> **What the task asks**
Return every line below that contains the word "segment", copying each one in full.

-- Input data start --

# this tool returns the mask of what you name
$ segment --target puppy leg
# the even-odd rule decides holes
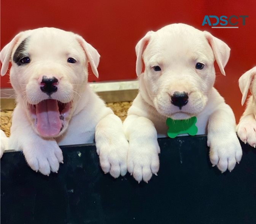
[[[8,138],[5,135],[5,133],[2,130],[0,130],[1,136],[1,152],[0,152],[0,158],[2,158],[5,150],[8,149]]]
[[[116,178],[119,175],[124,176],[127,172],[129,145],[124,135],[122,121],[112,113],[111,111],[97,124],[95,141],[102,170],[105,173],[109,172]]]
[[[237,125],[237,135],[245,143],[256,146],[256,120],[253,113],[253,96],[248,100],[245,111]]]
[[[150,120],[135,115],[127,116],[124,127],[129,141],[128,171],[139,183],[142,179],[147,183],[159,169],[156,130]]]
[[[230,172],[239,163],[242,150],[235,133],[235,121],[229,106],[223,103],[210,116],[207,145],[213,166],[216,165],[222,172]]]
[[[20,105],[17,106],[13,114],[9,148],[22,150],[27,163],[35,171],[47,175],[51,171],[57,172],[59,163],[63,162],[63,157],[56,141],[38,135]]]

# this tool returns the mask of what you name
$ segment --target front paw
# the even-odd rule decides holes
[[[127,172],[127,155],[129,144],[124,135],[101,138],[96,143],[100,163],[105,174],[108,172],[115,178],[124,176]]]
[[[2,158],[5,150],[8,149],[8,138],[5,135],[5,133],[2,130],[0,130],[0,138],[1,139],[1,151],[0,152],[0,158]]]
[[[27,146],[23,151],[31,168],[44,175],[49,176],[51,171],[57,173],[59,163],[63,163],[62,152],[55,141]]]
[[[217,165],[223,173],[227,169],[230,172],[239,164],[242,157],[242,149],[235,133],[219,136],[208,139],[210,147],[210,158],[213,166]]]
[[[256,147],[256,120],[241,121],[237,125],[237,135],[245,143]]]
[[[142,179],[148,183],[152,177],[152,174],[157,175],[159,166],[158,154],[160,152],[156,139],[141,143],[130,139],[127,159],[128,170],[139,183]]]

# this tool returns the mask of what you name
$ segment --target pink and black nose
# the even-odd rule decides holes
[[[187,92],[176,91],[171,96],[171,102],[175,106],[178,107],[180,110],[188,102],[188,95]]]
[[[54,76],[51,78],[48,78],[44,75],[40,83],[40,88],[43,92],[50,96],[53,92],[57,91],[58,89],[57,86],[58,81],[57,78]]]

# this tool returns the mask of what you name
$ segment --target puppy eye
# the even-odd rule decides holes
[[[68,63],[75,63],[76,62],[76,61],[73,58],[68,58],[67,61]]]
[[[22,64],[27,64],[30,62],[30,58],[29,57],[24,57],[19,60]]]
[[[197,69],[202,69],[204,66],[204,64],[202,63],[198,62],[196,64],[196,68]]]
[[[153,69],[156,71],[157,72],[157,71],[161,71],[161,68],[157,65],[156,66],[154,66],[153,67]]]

-- Input data end --
-- Input data start --

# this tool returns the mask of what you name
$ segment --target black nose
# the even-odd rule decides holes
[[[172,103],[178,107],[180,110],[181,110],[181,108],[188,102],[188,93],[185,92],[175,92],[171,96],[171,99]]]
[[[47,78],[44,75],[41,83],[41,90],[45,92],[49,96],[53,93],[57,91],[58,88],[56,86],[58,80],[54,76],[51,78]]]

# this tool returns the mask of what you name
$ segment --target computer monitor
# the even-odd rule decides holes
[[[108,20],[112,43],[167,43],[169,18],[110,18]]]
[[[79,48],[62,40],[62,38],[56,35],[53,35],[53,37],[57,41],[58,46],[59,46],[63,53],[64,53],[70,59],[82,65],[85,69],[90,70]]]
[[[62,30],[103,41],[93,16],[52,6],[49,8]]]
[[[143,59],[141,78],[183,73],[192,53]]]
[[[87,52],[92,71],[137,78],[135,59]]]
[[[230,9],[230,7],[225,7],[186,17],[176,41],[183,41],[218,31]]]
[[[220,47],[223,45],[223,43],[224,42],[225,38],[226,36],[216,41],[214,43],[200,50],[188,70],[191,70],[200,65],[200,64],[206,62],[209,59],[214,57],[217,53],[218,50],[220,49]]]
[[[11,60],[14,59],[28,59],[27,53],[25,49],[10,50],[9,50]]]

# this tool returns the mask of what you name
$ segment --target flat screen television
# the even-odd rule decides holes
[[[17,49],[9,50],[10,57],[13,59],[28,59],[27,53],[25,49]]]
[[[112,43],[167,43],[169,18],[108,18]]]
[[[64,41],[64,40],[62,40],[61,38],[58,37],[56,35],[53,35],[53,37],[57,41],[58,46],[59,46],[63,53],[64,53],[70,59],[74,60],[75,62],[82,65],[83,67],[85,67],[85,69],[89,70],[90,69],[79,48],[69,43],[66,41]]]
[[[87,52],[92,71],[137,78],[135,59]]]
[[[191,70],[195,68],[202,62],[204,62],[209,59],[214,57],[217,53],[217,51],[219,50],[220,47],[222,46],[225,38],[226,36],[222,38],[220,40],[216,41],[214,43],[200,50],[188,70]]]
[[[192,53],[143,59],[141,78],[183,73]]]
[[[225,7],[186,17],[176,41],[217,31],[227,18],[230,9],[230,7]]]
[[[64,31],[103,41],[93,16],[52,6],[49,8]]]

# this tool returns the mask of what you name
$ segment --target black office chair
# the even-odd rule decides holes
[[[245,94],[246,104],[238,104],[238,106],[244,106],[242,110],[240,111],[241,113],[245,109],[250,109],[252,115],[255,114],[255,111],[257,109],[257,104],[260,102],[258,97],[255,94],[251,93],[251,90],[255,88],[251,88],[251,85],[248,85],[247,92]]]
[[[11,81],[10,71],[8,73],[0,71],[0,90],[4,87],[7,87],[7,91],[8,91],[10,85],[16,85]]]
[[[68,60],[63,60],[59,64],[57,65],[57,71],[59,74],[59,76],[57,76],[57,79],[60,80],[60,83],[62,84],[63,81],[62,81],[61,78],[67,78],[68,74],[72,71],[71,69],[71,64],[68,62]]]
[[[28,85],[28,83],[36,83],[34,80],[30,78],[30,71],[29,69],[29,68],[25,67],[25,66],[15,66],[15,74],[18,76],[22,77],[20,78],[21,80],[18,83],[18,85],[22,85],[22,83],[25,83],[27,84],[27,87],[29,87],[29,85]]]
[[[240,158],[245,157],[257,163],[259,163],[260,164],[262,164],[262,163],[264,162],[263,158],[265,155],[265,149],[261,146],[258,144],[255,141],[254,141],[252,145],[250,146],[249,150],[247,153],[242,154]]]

-- Input data end --

> **Answer to this exercise**
$ segment --target puppy leg
$ segment --target front paw
$ segment --target pink and black nose
$ segment --target puppy eye
$ segment --target black nose
$ segment --target computer monitor
$ segment --target flat screen television
$ segment --target black office chair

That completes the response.